Entries from an annotation dataset:
- - -

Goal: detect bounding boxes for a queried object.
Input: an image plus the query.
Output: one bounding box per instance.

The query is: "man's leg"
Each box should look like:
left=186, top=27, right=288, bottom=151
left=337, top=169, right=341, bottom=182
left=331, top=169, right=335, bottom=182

- - -

Rewrite the items with every "query" changed to "search phrase" and all other text left as it is.

**Final answer**
Goal: detect bounding boxes for a queried object.
Input: an image plus the search phrase.
Output: one bounding box per instance.

The search phrase is: "man's leg"
Each box should look like:
left=186, top=27, right=288, bottom=151
left=337, top=169, right=341, bottom=182
left=331, top=169, right=335, bottom=182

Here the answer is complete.